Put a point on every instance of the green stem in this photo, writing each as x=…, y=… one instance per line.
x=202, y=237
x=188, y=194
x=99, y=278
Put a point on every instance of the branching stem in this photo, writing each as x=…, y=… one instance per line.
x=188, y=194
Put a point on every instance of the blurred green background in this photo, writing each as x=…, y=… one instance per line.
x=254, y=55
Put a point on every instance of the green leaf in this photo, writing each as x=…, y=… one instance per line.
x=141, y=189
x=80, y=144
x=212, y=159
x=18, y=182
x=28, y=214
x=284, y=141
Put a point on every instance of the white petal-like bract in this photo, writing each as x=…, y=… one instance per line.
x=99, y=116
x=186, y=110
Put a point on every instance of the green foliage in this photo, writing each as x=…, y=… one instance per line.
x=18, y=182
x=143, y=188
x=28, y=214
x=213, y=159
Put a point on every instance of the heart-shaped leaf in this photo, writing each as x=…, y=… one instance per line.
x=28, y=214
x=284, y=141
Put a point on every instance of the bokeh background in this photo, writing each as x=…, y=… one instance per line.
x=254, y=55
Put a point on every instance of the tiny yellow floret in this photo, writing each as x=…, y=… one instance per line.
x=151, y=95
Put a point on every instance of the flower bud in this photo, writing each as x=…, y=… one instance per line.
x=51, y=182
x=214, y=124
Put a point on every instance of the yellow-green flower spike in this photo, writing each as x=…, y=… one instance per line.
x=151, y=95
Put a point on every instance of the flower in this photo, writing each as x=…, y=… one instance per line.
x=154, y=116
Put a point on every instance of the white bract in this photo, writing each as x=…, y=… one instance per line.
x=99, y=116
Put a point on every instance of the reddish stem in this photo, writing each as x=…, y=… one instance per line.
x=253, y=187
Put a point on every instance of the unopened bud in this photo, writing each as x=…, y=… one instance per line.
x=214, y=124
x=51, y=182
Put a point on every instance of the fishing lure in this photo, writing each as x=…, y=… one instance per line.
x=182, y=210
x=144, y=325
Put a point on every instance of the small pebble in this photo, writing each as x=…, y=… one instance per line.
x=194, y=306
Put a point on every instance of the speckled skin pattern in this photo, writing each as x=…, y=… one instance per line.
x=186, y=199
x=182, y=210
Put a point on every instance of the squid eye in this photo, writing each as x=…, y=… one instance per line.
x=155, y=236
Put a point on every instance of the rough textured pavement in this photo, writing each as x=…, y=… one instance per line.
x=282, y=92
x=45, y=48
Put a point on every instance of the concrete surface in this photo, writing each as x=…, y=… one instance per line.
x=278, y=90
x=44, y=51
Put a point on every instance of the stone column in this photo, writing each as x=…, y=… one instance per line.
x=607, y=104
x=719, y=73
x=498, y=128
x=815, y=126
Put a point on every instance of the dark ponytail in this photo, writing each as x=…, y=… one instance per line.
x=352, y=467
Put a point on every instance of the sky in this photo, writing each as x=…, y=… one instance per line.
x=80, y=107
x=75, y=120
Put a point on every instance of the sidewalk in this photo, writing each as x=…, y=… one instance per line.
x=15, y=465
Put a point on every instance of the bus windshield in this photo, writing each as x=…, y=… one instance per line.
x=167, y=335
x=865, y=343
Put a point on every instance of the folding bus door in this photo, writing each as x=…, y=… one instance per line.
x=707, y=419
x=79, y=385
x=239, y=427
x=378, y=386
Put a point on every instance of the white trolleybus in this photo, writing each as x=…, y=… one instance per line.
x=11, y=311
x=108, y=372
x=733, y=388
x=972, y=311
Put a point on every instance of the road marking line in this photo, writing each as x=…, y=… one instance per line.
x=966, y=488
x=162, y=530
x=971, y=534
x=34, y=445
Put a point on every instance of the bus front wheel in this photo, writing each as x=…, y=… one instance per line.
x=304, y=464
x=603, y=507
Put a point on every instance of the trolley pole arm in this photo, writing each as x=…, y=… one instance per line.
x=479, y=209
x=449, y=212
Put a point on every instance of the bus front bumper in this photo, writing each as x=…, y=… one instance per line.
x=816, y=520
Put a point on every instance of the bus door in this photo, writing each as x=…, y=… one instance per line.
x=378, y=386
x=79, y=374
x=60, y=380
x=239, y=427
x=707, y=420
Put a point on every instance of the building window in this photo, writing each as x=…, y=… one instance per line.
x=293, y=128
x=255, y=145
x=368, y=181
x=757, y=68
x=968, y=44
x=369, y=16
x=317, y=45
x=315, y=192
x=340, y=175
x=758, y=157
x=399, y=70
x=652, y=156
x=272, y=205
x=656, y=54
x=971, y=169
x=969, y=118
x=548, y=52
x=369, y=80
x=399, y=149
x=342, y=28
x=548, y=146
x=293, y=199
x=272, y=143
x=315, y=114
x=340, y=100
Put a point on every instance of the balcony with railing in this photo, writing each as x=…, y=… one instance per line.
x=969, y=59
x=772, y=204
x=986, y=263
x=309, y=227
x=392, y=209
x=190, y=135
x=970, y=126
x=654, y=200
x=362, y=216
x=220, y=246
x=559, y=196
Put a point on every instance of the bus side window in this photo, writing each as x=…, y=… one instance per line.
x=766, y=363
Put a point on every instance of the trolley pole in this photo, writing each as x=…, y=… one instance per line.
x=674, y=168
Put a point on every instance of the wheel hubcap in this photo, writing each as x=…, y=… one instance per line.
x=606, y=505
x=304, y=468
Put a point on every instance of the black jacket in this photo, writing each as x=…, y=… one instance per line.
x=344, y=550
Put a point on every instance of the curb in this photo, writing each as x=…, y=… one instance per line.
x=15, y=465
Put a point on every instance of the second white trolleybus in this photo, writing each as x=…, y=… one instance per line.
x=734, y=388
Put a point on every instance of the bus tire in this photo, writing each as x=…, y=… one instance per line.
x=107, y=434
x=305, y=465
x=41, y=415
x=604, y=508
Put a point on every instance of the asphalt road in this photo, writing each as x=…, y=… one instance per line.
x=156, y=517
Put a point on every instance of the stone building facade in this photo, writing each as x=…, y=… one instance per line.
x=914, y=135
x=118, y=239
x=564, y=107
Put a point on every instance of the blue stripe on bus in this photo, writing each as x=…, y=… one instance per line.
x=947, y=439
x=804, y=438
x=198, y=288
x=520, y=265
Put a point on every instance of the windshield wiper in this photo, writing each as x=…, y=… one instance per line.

+++++

● **Task to carry out**
Would you repeat each line above exactly as it stands?

● **Your solution**
Put a point on every instance of the green stem in this photo, writing each as x=…, y=… one instance per line.
x=202, y=237
x=188, y=194
x=99, y=278
Put a point on every instance of the branching stem in this photo, writing each as x=…, y=… one instance per line.
x=188, y=194
Put a point on every instance of the blurred green background in this photo, writing each as x=…, y=… one instance per line.
x=254, y=55
Put a point on every instance of the green leaf in this photo, writing each as x=…, y=… one instance per line.
x=141, y=189
x=80, y=144
x=212, y=159
x=18, y=182
x=28, y=214
x=284, y=141
Put a point on every instance of the white petal-like bract in this photo, writing each as x=…, y=… one instance per line.
x=99, y=116
x=186, y=110
Put a point on every instance of the green foliage in this photo, writing each as x=…, y=… one instance per line.
x=18, y=182
x=143, y=188
x=28, y=214
x=213, y=159
Put a point on every instance of the heart-shaped leaf in this photo, writing each as x=…, y=… one instance per line.
x=28, y=214
x=284, y=141
Put a point on every instance of the bokeh background in this photo, writing each as x=…, y=… one instance per line.
x=254, y=55
Put a point on every instance of the tiny yellow floret in this photo, writing each as x=…, y=… one instance per line.
x=151, y=95
Put a point on every instance of the flower bud in this photo, writing each as x=…, y=… one instance per line.
x=51, y=182
x=214, y=124
Put a point on every instance of the yellow-green flower spike in this photo, writing each as x=…, y=… one instance per line.
x=151, y=95
Put a point on every instance of the flower in this photo, writing each as x=…, y=… one instance per line.
x=154, y=116
Put a point on every instance of the white bract in this photo, writing each as x=…, y=… one instance per line.
x=99, y=116
Put a point on every instance of the reddish stem in this photo, writing each as x=…, y=… one instance per line.
x=253, y=187
Put a point on every instance of the unopened bud in this photo, writing each as x=…, y=… one instance per line.
x=214, y=124
x=51, y=182
Put a point on every instance of the fishing lure in this photo, writing each as x=…, y=… one instance per line.
x=182, y=210
x=144, y=325
Put a point on every instance of the small pebble in this photo, writing each as x=…, y=… one instance per line.
x=194, y=306
Put a point on every instance of the speckled skin pattern in this photo, writing each as x=…, y=… one instance per line.
x=186, y=199
x=182, y=210
Put a point on every instance of the squid eye in this photo, writing each as x=…, y=… one instance per line.
x=155, y=236
Put a point on every instance of the rough textured pavement in this photo, writing each as x=…, y=… one instance per line.
x=282, y=92
x=45, y=48
Put a point on every instance of the concrete surface in this photo, writing each as x=…, y=… one instance per line.
x=278, y=90
x=44, y=51
Put a point on every instance of the stone column in this photo, writing each as x=…, y=… one instance per line.
x=607, y=104
x=719, y=73
x=498, y=128
x=815, y=126
Put a point on every instance of the dark ponytail in this photo, writing each as x=…, y=… one instance per line.
x=352, y=467
Put a point on every instance of the sky in this photo, writing each as x=…, y=… one instance per line.
x=80, y=107
x=75, y=120
Put a point on every instance of the sidewalk in this photo, writing each as x=…, y=… one instance per line.
x=15, y=465
Put a point on every instance of the bus windshield in this photo, writing each as x=…, y=… one instance per line.
x=167, y=335
x=865, y=343
Put a point on every instance of the folding bus door in this photo, writing each as x=…, y=… one instance per line.
x=707, y=419
x=79, y=385
x=239, y=427
x=378, y=386
Put a point on every instance of the white trolleybus in this photo, writing each as x=…, y=… one instance per line.
x=11, y=311
x=108, y=372
x=733, y=388
x=972, y=311
Put a point on every instance of the road marking line in this photo, writing each as x=…, y=… one instance per line.
x=966, y=488
x=162, y=530
x=971, y=534
x=34, y=445
Put a point on every instance of the bus front wheel in this photo, writing each as x=…, y=… one instance per line.
x=304, y=464
x=603, y=507
Put a point on every instance of the trolley pole arm in this photo, writing each as x=…, y=… one instance per line.
x=479, y=209
x=449, y=212
Put a point on every instance of the bus front bumper in this photo, writing each as x=…, y=… one instance per line.
x=816, y=520
Put a point on every instance of the bus door in this photo, writing each as x=…, y=… one instance per line.
x=378, y=386
x=79, y=374
x=60, y=380
x=239, y=427
x=707, y=420
Put a point on every instance of the building window in this photo, writing each as x=…, y=… one instance per line.
x=293, y=128
x=255, y=145
x=368, y=181
x=757, y=68
x=968, y=44
x=369, y=16
x=317, y=45
x=315, y=192
x=340, y=175
x=758, y=157
x=399, y=70
x=652, y=156
x=272, y=205
x=656, y=54
x=971, y=169
x=969, y=118
x=548, y=52
x=369, y=80
x=399, y=149
x=342, y=28
x=548, y=146
x=293, y=199
x=272, y=143
x=315, y=114
x=340, y=100
Put a point on every instance of the balcony with railing in this photo, writing each as x=…, y=… one instance per line.
x=969, y=59
x=772, y=204
x=986, y=263
x=309, y=227
x=392, y=209
x=190, y=135
x=970, y=126
x=654, y=200
x=362, y=216
x=220, y=246
x=559, y=196
Put a point on every instance of the bus side window in this photo, writing each as x=…, y=… one instance per line.
x=766, y=363
Put a point on every instance of the trolley pole in this photo, writing each as x=…, y=… one instance per line.
x=674, y=168
Put a point on every instance of the wheel hubcap in this photo, writing each as x=…, y=… one instance per line.
x=606, y=505
x=304, y=468
Put a point on every instance of the black jacket in this photo, writing each as x=…, y=… one instance per line.
x=344, y=550
Put a point on every instance of the curb in this photo, writing each as x=…, y=… one instance per line.
x=15, y=465
Put a point on every instance of the second white trolleybus in this photo, writing each as x=…, y=… one instance per line.
x=734, y=388
Put a point on every instance of the bus tire in this photo, writing each as x=…, y=… one instance per line.
x=107, y=434
x=305, y=465
x=41, y=415
x=604, y=508
Put a point on every instance of the asphalt road in this photo, writing each as x=…, y=… one instance per line.
x=156, y=517
Put a point on every instance of the stone building facade in this photo, writing each as x=…, y=… one instance per line.
x=914, y=135
x=118, y=239
x=564, y=107
Put a point on every instance of the blue stripe on bus in this photo, writing each as x=…, y=… one instance per line.
x=947, y=439
x=804, y=438
x=198, y=288
x=520, y=265
Put a point on every instance of the windshield wiper in this photo, writing each as x=…, y=… one instance per line.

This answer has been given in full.